*PROBLEM STATEMENT*
Could you rewrite the listing below, swapping every "pin one point per instance" for "place one marker on each instance" and keeping everything else the same? Leave out the pictures.

*EXERCISE MATERIALS*
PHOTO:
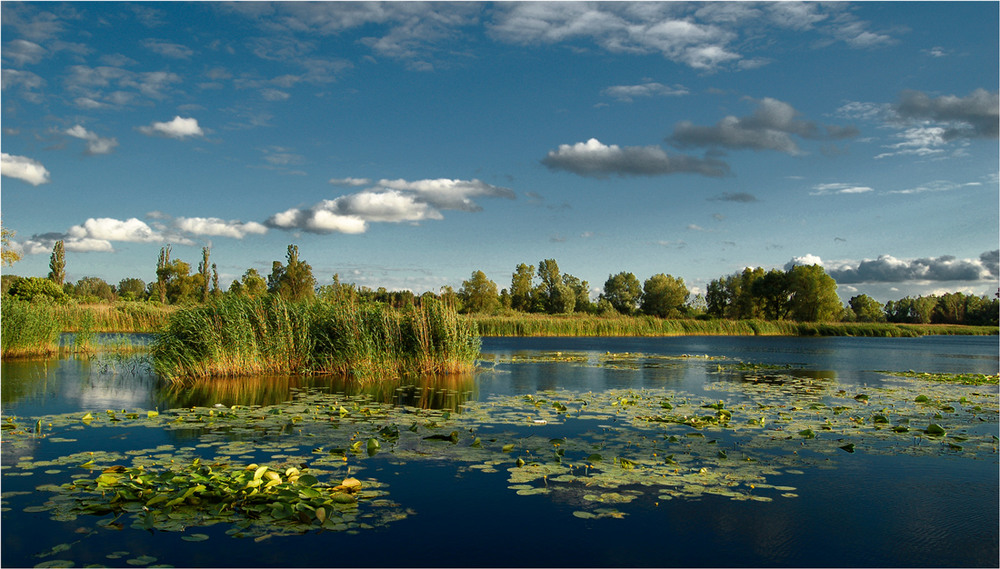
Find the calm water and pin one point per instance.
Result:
(857, 509)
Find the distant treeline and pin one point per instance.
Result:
(799, 294)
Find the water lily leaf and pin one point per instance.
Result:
(935, 430)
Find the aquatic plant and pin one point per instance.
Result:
(521, 324)
(237, 336)
(28, 329)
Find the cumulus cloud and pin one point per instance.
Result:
(627, 93)
(388, 201)
(889, 269)
(618, 28)
(598, 160)
(740, 197)
(838, 188)
(110, 229)
(23, 168)
(177, 128)
(95, 144)
(168, 49)
(771, 127)
(805, 260)
(218, 227)
(976, 115)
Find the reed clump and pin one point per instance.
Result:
(28, 329)
(238, 336)
(519, 324)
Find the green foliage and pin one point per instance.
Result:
(28, 329)
(521, 287)
(93, 289)
(813, 294)
(57, 263)
(663, 296)
(236, 336)
(479, 294)
(131, 289)
(293, 281)
(37, 289)
(866, 309)
(623, 291)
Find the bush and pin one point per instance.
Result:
(35, 289)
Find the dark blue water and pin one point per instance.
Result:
(871, 510)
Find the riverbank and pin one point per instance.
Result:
(586, 325)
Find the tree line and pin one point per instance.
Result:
(803, 293)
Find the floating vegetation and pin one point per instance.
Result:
(962, 378)
(255, 499)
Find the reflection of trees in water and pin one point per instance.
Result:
(791, 381)
(446, 392)
(93, 381)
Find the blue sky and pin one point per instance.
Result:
(407, 145)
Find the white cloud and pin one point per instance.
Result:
(110, 229)
(771, 127)
(388, 201)
(219, 227)
(350, 181)
(23, 168)
(838, 188)
(95, 144)
(595, 159)
(177, 128)
(889, 269)
(807, 260)
(627, 93)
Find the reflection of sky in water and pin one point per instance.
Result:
(868, 509)
(37, 387)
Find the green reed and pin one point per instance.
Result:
(28, 329)
(515, 324)
(238, 336)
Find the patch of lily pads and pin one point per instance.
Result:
(298, 466)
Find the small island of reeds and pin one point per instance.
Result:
(239, 336)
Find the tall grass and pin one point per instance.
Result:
(28, 329)
(585, 325)
(236, 336)
(118, 317)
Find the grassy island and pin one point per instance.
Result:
(240, 336)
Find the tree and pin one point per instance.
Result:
(252, 284)
(36, 289)
(623, 292)
(521, 288)
(772, 292)
(131, 289)
(8, 255)
(203, 270)
(866, 309)
(163, 273)
(663, 296)
(813, 294)
(215, 282)
(294, 280)
(548, 273)
(57, 263)
(581, 290)
(94, 288)
(479, 294)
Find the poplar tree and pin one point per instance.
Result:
(163, 273)
(57, 263)
(203, 268)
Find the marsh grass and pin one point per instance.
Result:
(585, 325)
(117, 317)
(237, 336)
(28, 329)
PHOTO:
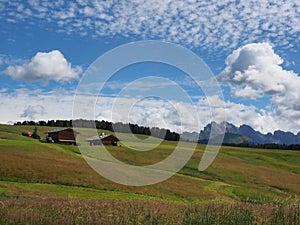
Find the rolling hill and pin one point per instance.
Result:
(37, 178)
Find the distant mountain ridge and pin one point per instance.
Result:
(246, 134)
(243, 134)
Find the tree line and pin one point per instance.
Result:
(105, 125)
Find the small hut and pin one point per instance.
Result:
(103, 139)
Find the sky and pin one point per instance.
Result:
(251, 47)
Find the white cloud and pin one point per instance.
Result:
(255, 69)
(45, 66)
(210, 24)
(33, 111)
(24, 104)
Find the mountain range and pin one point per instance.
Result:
(243, 134)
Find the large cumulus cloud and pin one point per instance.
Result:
(255, 70)
(45, 66)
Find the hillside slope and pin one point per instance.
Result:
(29, 167)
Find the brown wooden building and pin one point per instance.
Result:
(103, 139)
(63, 136)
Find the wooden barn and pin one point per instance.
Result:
(104, 139)
(62, 136)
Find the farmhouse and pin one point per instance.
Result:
(103, 139)
(63, 136)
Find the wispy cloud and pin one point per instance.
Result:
(211, 25)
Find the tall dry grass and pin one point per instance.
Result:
(77, 211)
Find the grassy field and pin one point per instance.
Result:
(43, 183)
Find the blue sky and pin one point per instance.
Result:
(251, 47)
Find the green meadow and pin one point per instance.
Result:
(42, 183)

*EXERCISE OUTPUT*
PHOTO:
Find the calm water and place one marker on each instance.
Result:
(857, 509)
Find the distant treeline and place one marker on each instance.
Result:
(799, 294)
Find the water lily leaf and place one marker on each instance.
Result:
(935, 430)
Find the aquatic plant and place one marker on each instance.
Result:
(521, 324)
(237, 336)
(28, 329)
Find the cumulus cloud and place one marker on each instance.
Result:
(627, 93)
(388, 201)
(889, 269)
(618, 28)
(598, 160)
(740, 197)
(838, 188)
(110, 229)
(23, 168)
(177, 128)
(95, 144)
(168, 49)
(771, 127)
(805, 260)
(218, 227)
(976, 115)
Find the reed clump and place one marker on each instance.
Result:
(28, 329)
(238, 336)
(519, 324)
Find the green foliage and place one marker on each instance.
Result:
(28, 329)
(521, 287)
(93, 289)
(813, 294)
(57, 263)
(663, 296)
(236, 336)
(479, 294)
(131, 289)
(293, 281)
(37, 289)
(866, 309)
(623, 291)
Find the bush and place one marker on each instance.
Result:
(35, 289)
Find the dark blue water and place one marker on each instance.
Result:
(871, 510)
Find the riverbank and place one marker on each instance.
Result:
(586, 325)
Find the tree line and place one marker on each instance.
Result:
(803, 293)
Find the floating vegetation and place one marker on each instance.
Result:
(962, 378)
(255, 499)
Find the reflection of trees in water and place one marker on each instance.
Result:
(791, 381)
(446, 392)
(93, 381)
Find the blue sky and place one marker on each instance.
Result:
(407, 145)
Find the white cloud and place one marker on each instance.
Result:
(110, 229)
(771, 127)
(388, 201)
(219, 227)
(350, 181)
(23, 168)
(838, 188)
(95, 144)
(595, 159)
(177, 128)
(889, 269)
(807, 260)
(627, 93)
Find the reflection of sky in water and place one marker on each instance.
Result:
(868, 509)
(37, 387)
Find the green reed and place one marker on each instance.
Result:
(28, 329)
(515, 324)
(238, 336)
Find the patch of lily pads and place one marker on each instance.
Result:
(298, 466)
Find the small island of reeds and place one marker on each instance.
Result:
(239, 336)
Find the tall grass and place one marker on each instance.
Result:
(28, 329)
(585, 325)
(236, 336)
(118, 317)
Find the grassy island and place one marker on each instance.
Result:
(240, 336)
Find the tree and place one marker on each instance.
Result:
(252, 284)
(36, 289)
(623, 292)
(521, 288)
(772, 292)
(131, 289)
(8, 255)
(203, 270)
(866, 309)
(163, 273)
(663, 296)
(813, 294)
(215, 282)
(294, 280)
(548, 273)
(57, 263)
(581, 290)
(94, 288)
(479, 294)
Find the poplar tree and place one marker on each instance.
Result:
(163, 273)
(57, 263)
(203, 268)
Find the marsh grass and place one marker on each instance.
Result:
(585, 325)
(117, 317)
(237, 336)
(28, 329)
PHOTO:
Find the rolling hill and place one marker on each instance.
Result:
(37, 178)
Find the distant mountain ridge and place one marker on each instance.
Result:
(246, 134)
(243, 134)
Find the tree line and place one marker on each instance.
Result:
(105, 125)
Find the small hut and place one marker on each instance.
Result:
(103, 139)
Find the sky and place one marker on each instance.
Result:
(251, 47)
Find the white cloud and place one marker on each instance.
Result:
(255, 69)
(45, 66)
(210, 24)
(33, 111)
(24, 104)
Find the mountain range and place one marker on each instance.
Result:
(243, 134)
Find the large cumulus cloud and place one marker on each instance.
Result:
(255, 70)
(45, 66)
Find the hillside slope and place one marker on each instance.
Result:
(29, 167)
Find the brown wooden building and place one marker on each instance.
Result:
(103, 139)
(63, 136)
Find the wooden barn and place one marker on each instance.
Result:
(104, 139)
(62, 136)
Find the farmhouse and place one marker on each instance.
Result:
(103, 139)
(63, 136)
Find the wispy cloud and place one marker on each instance.
Result:
(211, 25)
Find the tall dry grass and place one marker on each instance.
Result:
(77, 211)
Find the grassy field and place one marker on each instance.
Result:
(43, 183)
Find the blue sky and place one marker on each instance.
Result:
(251, 47)
Find the green meadow and place one marker on each instance.
Result:
(42, 183)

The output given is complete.